§ Your task: Skip the images and return the records below exactly.

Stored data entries
-------------------------

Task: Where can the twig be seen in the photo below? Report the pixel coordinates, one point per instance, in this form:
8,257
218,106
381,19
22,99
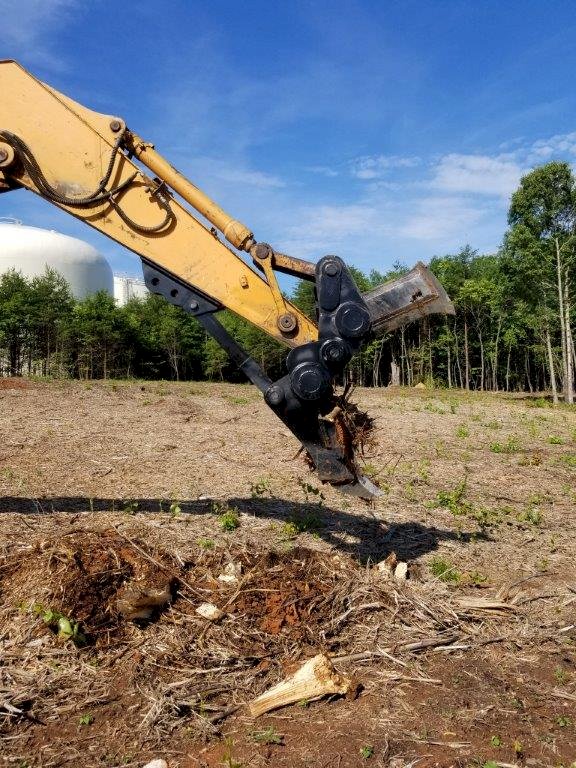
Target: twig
421,645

-------------------------

§ Reply to the task:
Task: Where can the twig be seen in the photo below? Report the pixel coordinates, one point per instance, in this form:
8,257
218,106
381,19
22,99
Target: twig
421,645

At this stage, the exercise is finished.